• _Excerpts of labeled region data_
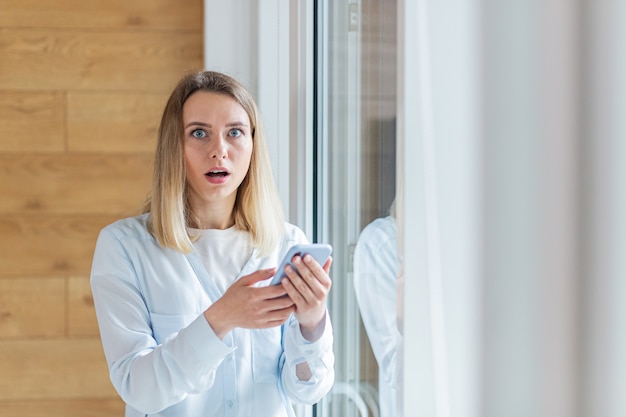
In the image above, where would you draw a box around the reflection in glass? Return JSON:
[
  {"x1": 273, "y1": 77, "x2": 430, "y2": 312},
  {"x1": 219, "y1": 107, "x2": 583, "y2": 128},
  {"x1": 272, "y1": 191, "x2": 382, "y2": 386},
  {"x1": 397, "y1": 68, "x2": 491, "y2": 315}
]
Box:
[
  {"x1": 315, "y1": 0, "x2": 397, "y2": 417},
  {"x1": 354, "y1": 200, "x2": 400, "y2": 417}
]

• _Instruction_
Please copy all of the lines above word for word, leaving out the picture.

• _Full output_
In the image above, where would you draw a box around the reflection in glass? Return JSON:
[
  {"x1": 273, "y1": 77, "x2": 430, "y2": 312},
  {"x1": 219, "y1": 107, "x2": 583, "y2": 128},
  {"x1": 272, "y1": 191, "x2": 382, "y2": 386},
  {"x1": 397, "y1": 68, "x2": 491, "y2": 315}
]
Box:
[
  {"x1": 315, "y1": 0, "x2": 397, "y2": 417},
  {"x1": 354, "y1": 200, "x2": 400, "y2": 417}
]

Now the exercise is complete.